TAREFAS:
a - Extraia do texto sobre Juvenal Ávila o trecho entre “Esse foi um” e “de Comunicação (CCC).”, inclusive.
b - Com base no texto sobre Juvenal Ávila, responda às perguntas a seguir, marcando cada resposta com o mesmo numeral:
(i) Além do intérprete, que informações Juvenal Ávila indicava ao apresentar as canções?
(ii) De quem Sérgio Bittencourt era filho?
(iii) Em que ano foi lançada a canção ‘Eu quero’?

#### TEXTO-FONTE ####

Ahmad Schabib Hany
JUVENAL ÁVILA, OUTRA REVELAÇÃO DO CONSÓRCIO
Seg, 26 Fevereiro de 2024 | Fonte: Ahmad Schabib Hany
Ainda ‘menor de idade’, Juvenal Ávila surpreendeu pela voz única e gosto musical apurado. Desenvolveu seu esquema próprio de apresentação das canções, de forma vanguardista, indicando, além do intérprete, o compositor e o gênero musical.
“Eu quero que você me ame / Que você me chame quando precisar / Eu quero saber ir embora / Sem ter dia e hora pra poder voltar / Eu quero enquanto o tempo passa / que você na raça / saiba me ganhar / Eu quero ter a vida inteira / Pra fazer besteira e você perdoar...” (Sérgio Bittencourt, ‘Eu quero’, 1974)
Esse foi um dos últimos sucessos do poeta e Jornalista Sérgio Bittencourt, filho de Jacó do Bandolim, também célebre autor de ‘Naquela mesa’, em que homenageia postumamente seu pai. Foi lançado em Corumbá praticamente ao mesmo tempo que nos grandes centros, graças à ousadia de um jovem radialista, fruto das oportunidades proporcionadas pelo Consórcio Corumbaense de Comunicação (CCC).

#### DADOS REGISTRADOS ####

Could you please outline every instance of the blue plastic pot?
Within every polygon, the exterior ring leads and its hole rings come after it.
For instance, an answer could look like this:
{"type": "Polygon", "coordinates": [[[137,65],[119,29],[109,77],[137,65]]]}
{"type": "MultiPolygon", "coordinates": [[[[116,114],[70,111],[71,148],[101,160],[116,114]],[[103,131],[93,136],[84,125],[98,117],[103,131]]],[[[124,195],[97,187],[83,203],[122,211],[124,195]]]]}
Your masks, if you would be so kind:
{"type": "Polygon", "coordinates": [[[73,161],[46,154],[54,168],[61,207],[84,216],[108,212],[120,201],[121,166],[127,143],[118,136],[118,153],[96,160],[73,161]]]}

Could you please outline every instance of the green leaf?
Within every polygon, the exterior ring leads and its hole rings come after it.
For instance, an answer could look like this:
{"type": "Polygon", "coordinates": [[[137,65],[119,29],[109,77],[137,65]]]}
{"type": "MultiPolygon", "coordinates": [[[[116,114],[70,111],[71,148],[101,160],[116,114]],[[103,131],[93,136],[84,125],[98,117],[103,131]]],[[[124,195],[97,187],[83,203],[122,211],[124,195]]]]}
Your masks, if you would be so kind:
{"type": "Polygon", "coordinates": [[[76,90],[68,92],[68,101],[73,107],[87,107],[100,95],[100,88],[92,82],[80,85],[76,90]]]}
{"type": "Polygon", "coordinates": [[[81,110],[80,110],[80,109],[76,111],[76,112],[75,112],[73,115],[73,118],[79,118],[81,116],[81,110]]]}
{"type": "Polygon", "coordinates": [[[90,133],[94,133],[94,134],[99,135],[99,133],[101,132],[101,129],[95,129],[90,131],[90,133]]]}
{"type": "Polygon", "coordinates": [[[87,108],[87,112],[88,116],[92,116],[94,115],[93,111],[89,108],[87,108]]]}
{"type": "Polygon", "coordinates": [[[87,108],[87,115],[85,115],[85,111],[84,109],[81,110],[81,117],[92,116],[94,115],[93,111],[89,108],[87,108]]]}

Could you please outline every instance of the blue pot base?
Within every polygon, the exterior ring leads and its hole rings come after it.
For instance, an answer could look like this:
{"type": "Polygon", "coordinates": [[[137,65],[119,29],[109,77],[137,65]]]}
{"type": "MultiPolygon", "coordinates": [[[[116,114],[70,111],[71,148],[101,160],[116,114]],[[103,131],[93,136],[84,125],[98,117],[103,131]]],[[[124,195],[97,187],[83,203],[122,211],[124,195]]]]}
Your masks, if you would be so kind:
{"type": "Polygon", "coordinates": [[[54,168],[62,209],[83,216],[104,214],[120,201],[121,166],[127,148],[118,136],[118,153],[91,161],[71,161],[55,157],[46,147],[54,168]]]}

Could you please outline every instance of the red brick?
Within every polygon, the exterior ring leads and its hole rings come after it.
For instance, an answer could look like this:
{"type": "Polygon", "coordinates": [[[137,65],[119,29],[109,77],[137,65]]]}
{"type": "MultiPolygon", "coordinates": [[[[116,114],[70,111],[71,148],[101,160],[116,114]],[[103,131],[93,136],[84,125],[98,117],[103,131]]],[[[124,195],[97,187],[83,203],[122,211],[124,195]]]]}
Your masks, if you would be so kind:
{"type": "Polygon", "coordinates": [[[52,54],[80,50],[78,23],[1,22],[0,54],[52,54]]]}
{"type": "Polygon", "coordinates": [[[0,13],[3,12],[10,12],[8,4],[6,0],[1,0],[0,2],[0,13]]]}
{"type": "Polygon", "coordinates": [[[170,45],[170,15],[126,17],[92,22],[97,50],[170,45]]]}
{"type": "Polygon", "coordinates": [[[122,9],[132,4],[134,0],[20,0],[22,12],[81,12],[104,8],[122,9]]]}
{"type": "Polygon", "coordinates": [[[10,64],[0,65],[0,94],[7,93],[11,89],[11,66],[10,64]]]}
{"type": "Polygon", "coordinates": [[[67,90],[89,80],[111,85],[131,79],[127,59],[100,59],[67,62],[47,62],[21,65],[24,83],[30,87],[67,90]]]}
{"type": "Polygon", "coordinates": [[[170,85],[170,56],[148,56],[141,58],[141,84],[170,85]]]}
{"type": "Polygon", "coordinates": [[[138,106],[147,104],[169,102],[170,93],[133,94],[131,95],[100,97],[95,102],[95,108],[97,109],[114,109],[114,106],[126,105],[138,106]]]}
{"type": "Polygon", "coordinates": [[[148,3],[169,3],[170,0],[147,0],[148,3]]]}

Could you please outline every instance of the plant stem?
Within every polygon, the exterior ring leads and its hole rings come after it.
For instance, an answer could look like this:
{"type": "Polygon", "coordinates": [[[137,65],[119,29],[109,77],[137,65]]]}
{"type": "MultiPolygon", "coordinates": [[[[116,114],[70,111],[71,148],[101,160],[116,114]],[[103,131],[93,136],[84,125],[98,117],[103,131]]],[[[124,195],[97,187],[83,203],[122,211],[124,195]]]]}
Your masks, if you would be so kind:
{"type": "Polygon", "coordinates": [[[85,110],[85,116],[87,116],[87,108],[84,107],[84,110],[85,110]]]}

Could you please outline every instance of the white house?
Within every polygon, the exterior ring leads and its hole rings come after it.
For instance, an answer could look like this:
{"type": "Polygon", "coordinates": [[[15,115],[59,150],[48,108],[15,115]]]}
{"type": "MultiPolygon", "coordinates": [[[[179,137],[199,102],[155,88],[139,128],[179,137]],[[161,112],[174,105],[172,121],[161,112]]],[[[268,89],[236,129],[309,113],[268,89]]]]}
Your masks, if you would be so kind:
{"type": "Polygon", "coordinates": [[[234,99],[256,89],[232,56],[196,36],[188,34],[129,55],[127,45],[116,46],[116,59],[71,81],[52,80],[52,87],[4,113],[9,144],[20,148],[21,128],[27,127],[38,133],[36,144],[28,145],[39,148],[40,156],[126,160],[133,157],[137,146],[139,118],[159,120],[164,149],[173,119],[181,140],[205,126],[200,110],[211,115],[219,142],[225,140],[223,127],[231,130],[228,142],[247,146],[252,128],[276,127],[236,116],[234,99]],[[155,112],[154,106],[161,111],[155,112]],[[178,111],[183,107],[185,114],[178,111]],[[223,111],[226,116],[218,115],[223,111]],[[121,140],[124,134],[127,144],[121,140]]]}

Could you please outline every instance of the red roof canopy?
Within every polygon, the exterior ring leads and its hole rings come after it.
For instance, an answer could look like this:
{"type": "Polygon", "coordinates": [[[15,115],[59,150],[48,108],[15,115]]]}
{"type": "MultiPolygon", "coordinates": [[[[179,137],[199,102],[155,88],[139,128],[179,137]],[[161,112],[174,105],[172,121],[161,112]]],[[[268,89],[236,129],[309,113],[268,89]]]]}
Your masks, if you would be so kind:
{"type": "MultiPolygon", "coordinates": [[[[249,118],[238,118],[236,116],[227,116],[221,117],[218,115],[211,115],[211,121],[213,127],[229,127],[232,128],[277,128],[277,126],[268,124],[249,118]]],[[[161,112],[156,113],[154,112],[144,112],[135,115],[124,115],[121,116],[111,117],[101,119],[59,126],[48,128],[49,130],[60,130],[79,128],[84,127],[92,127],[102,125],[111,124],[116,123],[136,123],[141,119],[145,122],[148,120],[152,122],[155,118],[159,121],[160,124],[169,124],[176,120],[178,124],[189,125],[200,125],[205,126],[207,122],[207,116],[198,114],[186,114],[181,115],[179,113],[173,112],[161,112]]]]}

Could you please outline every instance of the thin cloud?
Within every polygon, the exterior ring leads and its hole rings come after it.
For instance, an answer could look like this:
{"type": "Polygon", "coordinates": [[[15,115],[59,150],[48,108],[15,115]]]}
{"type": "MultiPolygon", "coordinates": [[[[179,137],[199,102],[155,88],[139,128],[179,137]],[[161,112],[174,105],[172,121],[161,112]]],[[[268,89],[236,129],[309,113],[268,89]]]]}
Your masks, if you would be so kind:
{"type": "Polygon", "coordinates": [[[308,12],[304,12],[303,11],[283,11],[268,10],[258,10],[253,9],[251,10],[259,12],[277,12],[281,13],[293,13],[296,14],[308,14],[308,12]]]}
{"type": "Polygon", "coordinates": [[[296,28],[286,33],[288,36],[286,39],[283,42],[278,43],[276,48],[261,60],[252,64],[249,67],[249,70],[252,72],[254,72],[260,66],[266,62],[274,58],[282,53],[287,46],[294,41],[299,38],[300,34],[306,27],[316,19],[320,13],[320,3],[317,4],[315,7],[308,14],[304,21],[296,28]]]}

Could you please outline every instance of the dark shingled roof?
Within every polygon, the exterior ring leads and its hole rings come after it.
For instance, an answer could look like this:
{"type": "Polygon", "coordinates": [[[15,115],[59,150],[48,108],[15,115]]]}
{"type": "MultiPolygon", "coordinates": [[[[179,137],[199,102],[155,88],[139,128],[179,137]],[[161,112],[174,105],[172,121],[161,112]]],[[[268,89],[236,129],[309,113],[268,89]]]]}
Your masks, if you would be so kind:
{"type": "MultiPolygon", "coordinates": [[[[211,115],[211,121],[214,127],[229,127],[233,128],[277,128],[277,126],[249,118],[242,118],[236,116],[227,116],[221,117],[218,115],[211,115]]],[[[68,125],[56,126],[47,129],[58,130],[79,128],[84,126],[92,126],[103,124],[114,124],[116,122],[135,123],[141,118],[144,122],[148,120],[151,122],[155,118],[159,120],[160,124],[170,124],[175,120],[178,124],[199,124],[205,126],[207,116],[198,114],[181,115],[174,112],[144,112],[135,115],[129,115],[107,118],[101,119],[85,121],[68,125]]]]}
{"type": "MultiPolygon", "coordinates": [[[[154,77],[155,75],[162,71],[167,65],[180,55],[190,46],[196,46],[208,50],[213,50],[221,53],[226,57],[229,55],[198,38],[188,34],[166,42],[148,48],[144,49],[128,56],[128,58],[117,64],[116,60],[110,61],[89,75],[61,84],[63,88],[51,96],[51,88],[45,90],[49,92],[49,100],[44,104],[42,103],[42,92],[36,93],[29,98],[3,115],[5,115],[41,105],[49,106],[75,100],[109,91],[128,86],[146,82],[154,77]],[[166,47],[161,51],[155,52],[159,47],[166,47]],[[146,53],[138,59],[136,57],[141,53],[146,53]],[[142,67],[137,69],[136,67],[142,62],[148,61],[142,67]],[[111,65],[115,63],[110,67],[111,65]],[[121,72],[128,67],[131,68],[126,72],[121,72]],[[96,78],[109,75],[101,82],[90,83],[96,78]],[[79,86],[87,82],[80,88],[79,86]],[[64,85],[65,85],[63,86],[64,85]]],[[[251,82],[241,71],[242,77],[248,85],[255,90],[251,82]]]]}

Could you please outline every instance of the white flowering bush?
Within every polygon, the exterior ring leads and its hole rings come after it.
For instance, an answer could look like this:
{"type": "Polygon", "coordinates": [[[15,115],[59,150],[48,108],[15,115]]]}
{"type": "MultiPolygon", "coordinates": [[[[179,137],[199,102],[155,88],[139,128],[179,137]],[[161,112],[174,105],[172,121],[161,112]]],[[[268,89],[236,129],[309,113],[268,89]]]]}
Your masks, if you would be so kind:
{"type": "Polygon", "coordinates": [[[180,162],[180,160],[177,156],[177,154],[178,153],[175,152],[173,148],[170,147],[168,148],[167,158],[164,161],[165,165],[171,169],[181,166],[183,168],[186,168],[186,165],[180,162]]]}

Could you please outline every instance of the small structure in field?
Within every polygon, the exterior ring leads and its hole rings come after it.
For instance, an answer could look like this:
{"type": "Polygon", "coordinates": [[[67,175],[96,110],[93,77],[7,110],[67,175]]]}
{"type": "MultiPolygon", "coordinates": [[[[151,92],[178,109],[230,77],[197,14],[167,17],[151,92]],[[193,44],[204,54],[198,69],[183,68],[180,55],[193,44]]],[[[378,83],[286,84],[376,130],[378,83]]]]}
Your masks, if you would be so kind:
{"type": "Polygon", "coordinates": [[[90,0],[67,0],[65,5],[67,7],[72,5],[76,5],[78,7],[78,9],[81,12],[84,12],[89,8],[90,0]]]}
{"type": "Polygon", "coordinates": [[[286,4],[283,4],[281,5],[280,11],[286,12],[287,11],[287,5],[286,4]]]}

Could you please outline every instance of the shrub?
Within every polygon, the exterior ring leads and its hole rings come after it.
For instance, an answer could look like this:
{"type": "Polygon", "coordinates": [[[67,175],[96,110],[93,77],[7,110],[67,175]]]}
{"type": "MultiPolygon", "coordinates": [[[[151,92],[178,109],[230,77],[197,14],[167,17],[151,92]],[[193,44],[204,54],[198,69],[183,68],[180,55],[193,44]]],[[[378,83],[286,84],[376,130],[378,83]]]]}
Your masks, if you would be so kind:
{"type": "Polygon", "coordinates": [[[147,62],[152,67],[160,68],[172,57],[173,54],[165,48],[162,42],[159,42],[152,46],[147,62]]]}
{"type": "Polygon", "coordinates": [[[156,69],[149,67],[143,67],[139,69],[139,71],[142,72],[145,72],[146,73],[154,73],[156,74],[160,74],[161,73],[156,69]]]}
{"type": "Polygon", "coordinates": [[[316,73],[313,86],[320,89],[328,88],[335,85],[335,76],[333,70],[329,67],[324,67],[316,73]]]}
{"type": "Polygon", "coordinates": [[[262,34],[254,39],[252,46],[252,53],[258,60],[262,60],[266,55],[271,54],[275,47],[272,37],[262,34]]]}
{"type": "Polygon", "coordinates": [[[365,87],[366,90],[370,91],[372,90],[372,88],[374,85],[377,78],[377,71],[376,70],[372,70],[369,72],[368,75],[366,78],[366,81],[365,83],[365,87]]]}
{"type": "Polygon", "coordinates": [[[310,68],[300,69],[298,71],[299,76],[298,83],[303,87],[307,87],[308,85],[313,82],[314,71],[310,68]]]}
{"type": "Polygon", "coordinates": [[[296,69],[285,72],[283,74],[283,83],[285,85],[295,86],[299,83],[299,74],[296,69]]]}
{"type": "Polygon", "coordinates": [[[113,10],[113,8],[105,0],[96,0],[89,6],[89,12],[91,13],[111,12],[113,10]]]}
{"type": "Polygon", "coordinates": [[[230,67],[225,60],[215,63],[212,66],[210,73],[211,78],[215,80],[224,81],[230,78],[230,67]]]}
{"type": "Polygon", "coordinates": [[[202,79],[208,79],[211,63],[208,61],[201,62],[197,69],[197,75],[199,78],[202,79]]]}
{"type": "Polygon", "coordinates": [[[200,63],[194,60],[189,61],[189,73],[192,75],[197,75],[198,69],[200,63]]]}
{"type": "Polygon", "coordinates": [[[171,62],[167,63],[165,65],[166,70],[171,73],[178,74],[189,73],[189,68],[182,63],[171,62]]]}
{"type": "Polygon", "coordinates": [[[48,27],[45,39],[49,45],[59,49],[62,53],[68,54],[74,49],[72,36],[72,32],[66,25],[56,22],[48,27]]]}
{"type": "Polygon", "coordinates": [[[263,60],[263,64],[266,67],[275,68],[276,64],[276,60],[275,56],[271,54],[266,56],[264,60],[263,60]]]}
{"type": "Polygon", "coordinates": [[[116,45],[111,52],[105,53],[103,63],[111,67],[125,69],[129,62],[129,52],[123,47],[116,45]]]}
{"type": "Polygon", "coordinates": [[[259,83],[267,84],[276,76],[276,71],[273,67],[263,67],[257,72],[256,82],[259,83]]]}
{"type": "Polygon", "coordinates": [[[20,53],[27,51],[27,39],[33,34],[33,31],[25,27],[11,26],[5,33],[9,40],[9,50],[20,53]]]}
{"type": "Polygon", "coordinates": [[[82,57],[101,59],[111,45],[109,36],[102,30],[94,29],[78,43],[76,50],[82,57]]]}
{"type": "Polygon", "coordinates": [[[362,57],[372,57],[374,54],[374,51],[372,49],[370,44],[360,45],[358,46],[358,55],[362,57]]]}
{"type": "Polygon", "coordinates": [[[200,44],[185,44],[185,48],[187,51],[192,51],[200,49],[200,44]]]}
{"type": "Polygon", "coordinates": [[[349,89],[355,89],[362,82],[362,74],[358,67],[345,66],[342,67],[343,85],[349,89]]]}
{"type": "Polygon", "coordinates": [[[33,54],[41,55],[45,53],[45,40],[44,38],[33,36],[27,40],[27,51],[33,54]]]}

####

RESPOSTAS POR TAREFA:
a -
Esse foi um dos últimos sucessos do poeta e Jornalista Sérgio Bittencourt, filho de Jacó do Bandolim, também célebre autor de ‘Naquela mesa’, em que homenageia postumamente seu pai. Foi lançado em Corumbá praticamente ao mesmo tempo que nos grandes centros, graças à ousadia de um jovem radialista, fruto das oportunidades proporcionadas pelo Consórcio Corumbaense de Comunicação (CCC).

b -
(i) O compositor e o gênero musical.
(ii) De Jacó do Bandolim.
(iii) Em 1974.